What is the number of lines below that include the string "shaft"? Provide that number alone.

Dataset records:
━━━━━━━━
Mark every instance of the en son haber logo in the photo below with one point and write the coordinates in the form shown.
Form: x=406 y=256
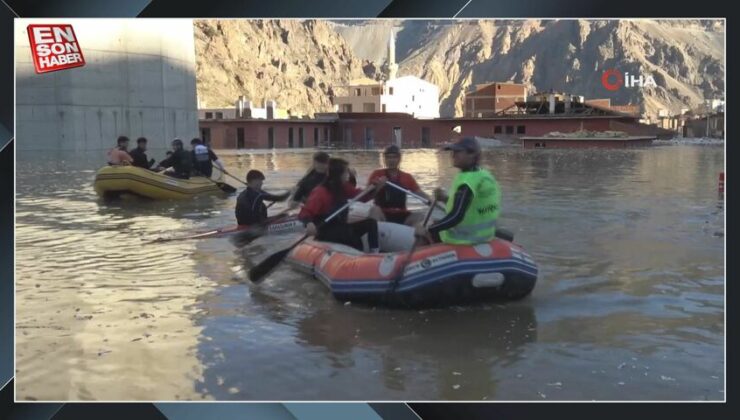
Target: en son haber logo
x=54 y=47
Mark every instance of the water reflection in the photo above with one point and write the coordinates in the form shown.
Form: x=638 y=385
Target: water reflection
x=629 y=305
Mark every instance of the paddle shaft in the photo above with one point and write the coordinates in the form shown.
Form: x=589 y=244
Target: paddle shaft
━━━━━━━━
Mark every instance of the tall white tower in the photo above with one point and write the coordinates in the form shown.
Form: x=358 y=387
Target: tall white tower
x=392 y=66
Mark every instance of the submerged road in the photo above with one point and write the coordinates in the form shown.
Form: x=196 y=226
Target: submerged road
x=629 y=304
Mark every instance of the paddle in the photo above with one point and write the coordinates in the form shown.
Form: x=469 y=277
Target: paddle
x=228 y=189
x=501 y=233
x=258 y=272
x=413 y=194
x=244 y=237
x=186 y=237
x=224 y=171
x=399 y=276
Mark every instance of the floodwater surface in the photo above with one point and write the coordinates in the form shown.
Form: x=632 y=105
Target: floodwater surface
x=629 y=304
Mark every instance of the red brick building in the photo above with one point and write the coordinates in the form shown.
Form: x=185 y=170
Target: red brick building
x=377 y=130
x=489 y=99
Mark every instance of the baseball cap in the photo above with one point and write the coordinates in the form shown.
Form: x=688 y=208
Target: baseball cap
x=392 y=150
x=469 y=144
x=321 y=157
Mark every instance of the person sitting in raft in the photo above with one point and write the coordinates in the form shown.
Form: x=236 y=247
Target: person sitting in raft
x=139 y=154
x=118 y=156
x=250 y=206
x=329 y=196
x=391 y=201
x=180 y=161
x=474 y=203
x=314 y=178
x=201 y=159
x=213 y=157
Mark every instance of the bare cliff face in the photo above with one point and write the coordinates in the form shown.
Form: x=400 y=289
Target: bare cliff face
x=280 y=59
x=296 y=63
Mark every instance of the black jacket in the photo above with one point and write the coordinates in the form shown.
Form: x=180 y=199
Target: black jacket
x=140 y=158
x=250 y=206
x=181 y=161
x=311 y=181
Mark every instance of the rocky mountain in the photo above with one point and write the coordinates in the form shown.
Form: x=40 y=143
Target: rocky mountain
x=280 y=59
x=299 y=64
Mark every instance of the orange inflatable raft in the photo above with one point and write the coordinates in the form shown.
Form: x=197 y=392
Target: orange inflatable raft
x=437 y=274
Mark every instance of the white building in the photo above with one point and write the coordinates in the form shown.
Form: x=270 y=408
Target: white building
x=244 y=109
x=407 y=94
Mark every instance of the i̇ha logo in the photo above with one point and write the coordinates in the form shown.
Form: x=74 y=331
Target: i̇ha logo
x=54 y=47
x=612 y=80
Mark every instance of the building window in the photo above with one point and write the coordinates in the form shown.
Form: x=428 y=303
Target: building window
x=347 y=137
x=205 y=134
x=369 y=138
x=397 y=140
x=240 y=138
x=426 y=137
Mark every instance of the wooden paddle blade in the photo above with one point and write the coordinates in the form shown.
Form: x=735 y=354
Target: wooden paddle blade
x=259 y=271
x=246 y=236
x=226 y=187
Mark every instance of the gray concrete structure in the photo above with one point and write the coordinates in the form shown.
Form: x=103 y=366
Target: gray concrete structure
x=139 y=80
━━━━━━━━
Task response » 2